What is being asked: The answer must be the full listing, repeated exactly.

*** Begin section ***

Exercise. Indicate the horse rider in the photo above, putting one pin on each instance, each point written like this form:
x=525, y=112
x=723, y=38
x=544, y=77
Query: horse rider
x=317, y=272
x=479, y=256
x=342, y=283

*** End section ***

Your response:
Exercise. Indicate the horse rider in the photo above, putting one pin on each instance, each point written like this form:
x=525, y=112
x=723, y=38
x=544, y=77
Query: horse rider
x=317, y=272
x=479, y=256
x=342, y=283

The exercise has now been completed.